__PARTS OF THE EXERCISE__
• 1. From the resilience page, return the text between "In production, things" and "throw at them.", inclusive.
• 2. List the patterns named in the opening line of the resilience page.
• 3. Write what comes next in the resilience page, starting after its last sentence.

__PASSAGE__
***

Circuit breakers, retries, rate limiting, graceful degradation — patterns that keep your service alive when things fail

Resilience

In production, things fail. Databases go down, downstream services time out, networks partition, disks fill up. A resilient system does not prevent failures — it handles them gracefully. The user gets a degraded experience instead of an error page. The on-call engineer gets an alert instead of a wake-up call.

This page covers the patterns that make backend services survive the failures that production will throw at them.

Circuit Breaker

A circuit breaker prevents your service from repeatedly calling a failing downstream. Like an electrical circuit breaker, it "trips" after too many failures and stops sending requests — giving the downstream time to recover.

States

        ┌──────────┐
        │  CLOSED  │  (normal — requests pass through)
        └────┬─────┘
             │ failure threshold exceeded
        ┌────▼─────┐
        │   OPEN   │  (tripped — requests fail immediately)
        └────┬─────┘
             │ timeout expires
        ┌────▼─────┐
        │HALF-OPEN │  (testing — let one request through)
        └────┬─────┘
             │ success → CLOSED
             │ failure → OPEN

Implementation

class CircuitBreaker {
  private state: 'CLOSED' | 'OPEN' | 'HALF_OPEN' = 'CLOSED';
  private failureCount = 0;
  private lastFailureTime = 0;

  constructor(
    private readonly threshold: number = 5,
    private readonly resetTimeout: number = 30_000,
  ) {}

  async call<T>(fn: () => Promise<T>): Promise<T> {
    if (this.state === 'OPEN') {
      if (Date.now() - this.lastFailureTime > this.resetTimeout) {
        this.state = 'HALF_OPEN';
      } else {
        throw new CircuitOpenError('Circuit is open');
      }
    }

    try {
      const result = await fn();
      this.onSuccess();
      return result;
    } catch (error) {
      this.onFailure();
      throw error;
    }
  }

  private onSuccess() {
    this.failureCount = 0;
    this.state = 'CLOSED';
  }

  private onFailure() {
    this.failureCount++;
    this.lastFailureTime = Date.now();
    if (this.failureCount >= this.threshold) {
      this.state = 'OPEN';
    }
  }
}

// Usage
const paymentCircuit = new CircuitBreaker(5, 30_000);

async function chargeUser(userId: string, amount: number) {
  try {
    return await paymentCircuit.call(() =>
      paymentService.charge(userId, amount)
    );
  } catch (err) {
    if (err instanceof CircuitOpenError) {
      // Fallback: queue for later processing
      await paymentQueue.add({ userId, amount });
      return { status: 'queued' };
    }
    throw err;
  }
}

Key decisions: failure threshold (too low = false trips, too high = too many failed requests before tripping), reset timeout (too short = downstream still recovering, too long = unnecessary downtime).

Retry with Exponential Backoff + Jitter

Retries handle transient failures — network blips, temporary overloads. Without backoff, retries create a thundering herd that makes the problem worse.

***

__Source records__
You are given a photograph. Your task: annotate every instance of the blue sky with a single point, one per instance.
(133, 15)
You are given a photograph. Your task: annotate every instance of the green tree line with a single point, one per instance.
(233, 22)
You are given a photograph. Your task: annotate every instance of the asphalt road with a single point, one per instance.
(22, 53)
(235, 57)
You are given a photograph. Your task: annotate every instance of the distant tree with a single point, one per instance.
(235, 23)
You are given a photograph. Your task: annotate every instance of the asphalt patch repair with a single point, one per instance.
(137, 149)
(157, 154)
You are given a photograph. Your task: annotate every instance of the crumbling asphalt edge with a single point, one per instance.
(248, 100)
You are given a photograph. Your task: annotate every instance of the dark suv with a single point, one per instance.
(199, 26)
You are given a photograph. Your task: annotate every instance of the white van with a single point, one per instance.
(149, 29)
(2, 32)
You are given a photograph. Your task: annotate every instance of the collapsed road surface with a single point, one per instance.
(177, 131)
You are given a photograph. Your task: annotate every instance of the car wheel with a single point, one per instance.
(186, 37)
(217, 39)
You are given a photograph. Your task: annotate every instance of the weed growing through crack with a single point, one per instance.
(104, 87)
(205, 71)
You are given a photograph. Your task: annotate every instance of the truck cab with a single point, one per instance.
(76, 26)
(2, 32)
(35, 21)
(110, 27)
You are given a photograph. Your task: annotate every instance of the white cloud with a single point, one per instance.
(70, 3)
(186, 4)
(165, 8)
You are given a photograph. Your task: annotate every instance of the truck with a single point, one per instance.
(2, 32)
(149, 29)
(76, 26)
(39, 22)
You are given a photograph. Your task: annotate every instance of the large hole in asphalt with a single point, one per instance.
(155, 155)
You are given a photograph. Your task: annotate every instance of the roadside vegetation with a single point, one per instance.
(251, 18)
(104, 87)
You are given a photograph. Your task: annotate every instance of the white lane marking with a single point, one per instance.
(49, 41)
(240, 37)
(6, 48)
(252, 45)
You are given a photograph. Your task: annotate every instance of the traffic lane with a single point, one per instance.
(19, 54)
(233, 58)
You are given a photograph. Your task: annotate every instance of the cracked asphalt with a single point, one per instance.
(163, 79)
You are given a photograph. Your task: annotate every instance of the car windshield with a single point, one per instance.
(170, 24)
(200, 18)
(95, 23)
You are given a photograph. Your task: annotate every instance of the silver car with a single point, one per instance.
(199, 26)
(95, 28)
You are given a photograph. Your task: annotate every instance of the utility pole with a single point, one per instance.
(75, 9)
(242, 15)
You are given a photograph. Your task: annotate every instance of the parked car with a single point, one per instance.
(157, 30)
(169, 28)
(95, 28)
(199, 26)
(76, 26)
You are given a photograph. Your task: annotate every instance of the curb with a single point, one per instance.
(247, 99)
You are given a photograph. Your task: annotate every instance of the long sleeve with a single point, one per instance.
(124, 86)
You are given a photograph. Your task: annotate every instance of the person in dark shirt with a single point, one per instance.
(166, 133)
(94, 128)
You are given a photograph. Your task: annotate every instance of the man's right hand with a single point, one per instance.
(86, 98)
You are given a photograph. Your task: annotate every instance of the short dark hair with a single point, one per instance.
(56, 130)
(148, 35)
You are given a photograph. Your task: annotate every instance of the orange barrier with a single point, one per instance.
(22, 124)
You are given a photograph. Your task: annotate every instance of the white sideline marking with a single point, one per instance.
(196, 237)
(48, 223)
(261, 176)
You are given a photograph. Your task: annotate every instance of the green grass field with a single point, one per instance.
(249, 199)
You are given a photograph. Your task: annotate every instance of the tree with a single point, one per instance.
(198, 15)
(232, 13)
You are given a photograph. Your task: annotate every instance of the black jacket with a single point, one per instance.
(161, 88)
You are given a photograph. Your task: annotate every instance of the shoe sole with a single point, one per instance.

***

__RESPONSES BY TASK__
• 1.
In production, things fail. Databases go down, downstream services time out, networks partition, disks fill up. A resilient system does not prevent failures — it handles them gracefully. The user gets a degraded experience instead of an error page. The on-call engineer gets an alert instead of a wake-up call.

This page covers the patterns that make backend services survive the failures that production will throw at them.

• 2.
Circuit breakers
Retries
Rate limiting
Graceful degradation

• 3.
async function retryWithBackoff<T>(
  fn: () => Promise<T>,
  options: {
    maxRetries?: number;
    baseDelay?: number;
    maxDelay?: number;
    retryableErrors?: (error: Error) => boolean;
  } = {}
): Promise<T> {
  const {
    maxRetries = 3,
    baseDelay = 1000,
    maxDelay = 30_000,
    retryableErrors = isTransient,
  } = options;

  let lastError: Error;

  for (let attempt = 0; attempt <= maxRetries; attempt++) {
    try {
      return await fn();
    } catch (error) {
      lastError = error as Error;

      if (attempt === maxRetries || !retryableErrors(lastError)) {
        throw lastError;
      }

      // Exponential backoff with full jitter
      const exponentialDelay = baseDelay * Math.pow(2, attempt);
      const delay = Math.random() * Math.min(exponentialDelay, maxDelay);

      await sleep(delay);
    }
  }

  throw lastError!;
}

function isTransient(error: Error): boolean {
  if ('statusCode' in error) {
    const code = (error as any).statusCode;
    return code === 429 || code === 502 || code === 503 || code === 504;
  }
  return error.message.includes('ECONNRESET')
      || error.message.includes('ETIMEDOUT');
}

// Usage
const user = await retryWithBackoff(
  () => userService.getById(userId),
  { maxRetries: 3, baseDelay: 500 }
);

Why Jitter Matters

Without jitter, all clients retry at the same time:

No jitter:      [all retry at 1s] [all retry at 2s] [all retry at 4s]
Full jitter:    [retries spread across 0-1s] [0-2s] [0-4s]

Full jitter (random between 0 and the calculated delay) spreads the load. Decorrelated jitter is even better for some patterns — but full jitter is good enough for most cases.

Timeout Policies

Every outbound call needs a timeout. No exceptions. An unbounded call can hold a thread/connection forever, eventually exhausting your server's resources.

// Per-request timeout with AbortController
async function fetchWithTimeout(url: string, timeoutMs: number) {
  const controller = new AbortController();
  const timeout = setTimeout(() => controller.abort(), timeoutMs);

  try {
    const response = await fetch(url, { signal: controller.signal });
    return response;
  } catch (error) {
    if (error.name === 'AbortError') {
      throw new TimeoutError(`Request to ${url} timed out after ${timeoutMs}ms`);
    }
    throw error;
  } finally {
    clearTimeout(timeout);
  }
}

// Cascading timeouts: each layer gets a budget
// HTTP handler:    5000ms total
//   → DB query:   2000ms
//   → API call:   3000ms
//     → Retry 1:  1500ms
//     → Retry 2:  1500ms

Cascading timeouts: if your handler has a 5-second budget, don't give a downstream call a 5-second timeout — it leaves no time for fallback logic. Budget your time across all operations.

Bulkhead Pattern

Isolate failures so one slow dependency doesn't consume all your resources and bring down unrelated endpoints.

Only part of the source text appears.